TEXTE DU DOCUMENT »
● ● ● ● ●
Chaque saison, les marques européennes se montrent de plus en plus redoutables. Assiste-t-on a un véritablement changement en MotoGP ? Alors que la saison 2023 approche à grands pas, nous vous présentons dix sujets à surveiller tout au long de l’année. Cela peut concerner des pilotes, des équipes ou d’autres thématiques, avec, à chaque fois, un avis relativement tranché : Ici, on se mouille. Bien sûr, vous êtes invités à dire ce que vous en pensez en commentaires. Avant-hier, nous sommes revenus sur le cas d’Álex Rins, une analyse que vous pouvez retrouver en cliquant sur cette phrase en surbrillance.

Pour bien comprendre, un petit retour en arrière s’impose. Depuis leur arrivée dans les années 1960, les constructeurs japonais ont plus ou moins dominé les Grands Prix motos. On leur doit l’apparition de grandes nouveautés, et même, le recrutement osé de stars européennes à l’image de Giacomo Agostini avec Yamaha. Finalement, en quelques années, le Japon s’est installé durablement comme le pays n°1 en sports motos, jusqu’à nos jours. Que ce soit avec Honda, Yamaha, Suzuki ou encore Kawasaki en petites catégories, ils ont gagné partout où ils sont passés.

Au fil du temps, ces équipes sont devenues de véritables institutions caractérisées par l’innovation, le progrès et la performance pure. Honda, Yamaha et Suzuki écœuraient les Européens qui ne rivalisaient plus avec ces gigantesques entreprises. Les succès à répétition ont engendré la naissance d’une vraie passion pour la moto sur l’archipel à la fin des années 1980. Au milieu des années 1990, les grilles étaient peuplées de Japonais tous aussi forts les uns que les autres.
● ● ● ● ●
Enregistrements d'annotation par points

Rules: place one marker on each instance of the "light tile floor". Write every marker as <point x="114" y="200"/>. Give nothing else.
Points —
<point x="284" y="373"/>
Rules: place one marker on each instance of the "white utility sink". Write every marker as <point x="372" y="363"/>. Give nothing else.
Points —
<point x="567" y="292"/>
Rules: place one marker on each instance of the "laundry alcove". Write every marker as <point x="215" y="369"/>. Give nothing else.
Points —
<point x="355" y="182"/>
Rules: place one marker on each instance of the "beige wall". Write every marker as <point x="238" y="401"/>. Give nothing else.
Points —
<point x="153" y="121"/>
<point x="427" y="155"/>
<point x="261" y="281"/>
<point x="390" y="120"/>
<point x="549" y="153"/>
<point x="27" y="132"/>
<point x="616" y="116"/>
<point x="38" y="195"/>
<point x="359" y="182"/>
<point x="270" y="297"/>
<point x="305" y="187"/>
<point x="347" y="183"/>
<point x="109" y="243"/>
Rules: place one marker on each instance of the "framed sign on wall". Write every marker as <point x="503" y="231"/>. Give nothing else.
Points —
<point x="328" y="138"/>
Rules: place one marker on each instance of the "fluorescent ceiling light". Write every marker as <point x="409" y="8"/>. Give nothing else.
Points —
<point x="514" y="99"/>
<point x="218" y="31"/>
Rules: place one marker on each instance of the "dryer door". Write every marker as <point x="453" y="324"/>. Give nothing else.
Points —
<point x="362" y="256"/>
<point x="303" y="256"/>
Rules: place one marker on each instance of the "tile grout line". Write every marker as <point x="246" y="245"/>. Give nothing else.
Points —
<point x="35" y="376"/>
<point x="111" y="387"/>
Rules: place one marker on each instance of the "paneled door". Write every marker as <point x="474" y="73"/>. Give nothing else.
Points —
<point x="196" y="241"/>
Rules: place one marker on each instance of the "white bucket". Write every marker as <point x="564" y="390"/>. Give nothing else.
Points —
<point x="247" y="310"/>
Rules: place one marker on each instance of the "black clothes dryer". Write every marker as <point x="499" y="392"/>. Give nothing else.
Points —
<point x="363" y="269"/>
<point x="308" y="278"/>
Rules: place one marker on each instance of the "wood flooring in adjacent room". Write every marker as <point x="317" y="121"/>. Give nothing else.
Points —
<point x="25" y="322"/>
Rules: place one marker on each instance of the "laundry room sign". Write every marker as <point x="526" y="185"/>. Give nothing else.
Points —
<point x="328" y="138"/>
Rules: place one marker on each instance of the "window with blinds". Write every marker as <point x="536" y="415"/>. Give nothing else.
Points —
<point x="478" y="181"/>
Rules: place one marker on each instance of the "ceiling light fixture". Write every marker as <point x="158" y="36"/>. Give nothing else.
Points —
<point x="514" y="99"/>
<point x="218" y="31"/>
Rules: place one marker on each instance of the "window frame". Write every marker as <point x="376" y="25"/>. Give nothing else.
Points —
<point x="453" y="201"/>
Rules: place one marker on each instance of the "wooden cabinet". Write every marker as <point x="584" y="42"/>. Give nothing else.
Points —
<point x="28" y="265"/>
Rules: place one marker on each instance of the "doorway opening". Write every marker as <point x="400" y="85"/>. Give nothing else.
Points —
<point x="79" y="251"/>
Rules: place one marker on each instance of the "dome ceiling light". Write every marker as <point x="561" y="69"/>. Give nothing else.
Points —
● ● ● ● ●
À FAIRE »
• 1. Répondez à ces questions sur le texte consacré aux constructeurs japonais en MotoGP :
(a) Combien de sujets à surveiller le texte annonce-t-il pour la saison 2023 ?
(b) Dans quelle décennie les constructeurs japonais sont-ils arrivés en Grands Prix motos ?
(c) À quelle période une vraie passion pour la moto est-elle née sur l'archipel ?
• 2. Poursuivez le texte sur la domination des constructeurs japonais en MotoGP, à partir de sa dernière phrase.
Les entrées forment un matériau à part, distinct du texte.

RÉPONSES PAR TÂCHE »
• 1.
(a) Dix sujets.
(b) Dans les années 1960.
(c) À la fin des années 1980.

• 2.
Imaginez ces cinq dernières années sans le n°93. Une catastrophe pour Honda en MotoGP. Photo : Michelin Motorsport


Les titre constructeurs et pilotes de Ducati en 2007 n’y changèrent rien, Honda et Yamaha étaient encore les deux équipes fortes avec des officiels mais aussi des pilotes satellites aux avant-postes. Mais depuis quelques années, c’est le néant. En tout et pour tout, on compte deux voire trois japonais aux avant-postes toutes catégories confondues, et les constructeurs sont à la peine face aux Européens désormais plus nombreux. Est-ce que cela va continuer en 2023 et dans les prochaines années ? Selon nous, oui.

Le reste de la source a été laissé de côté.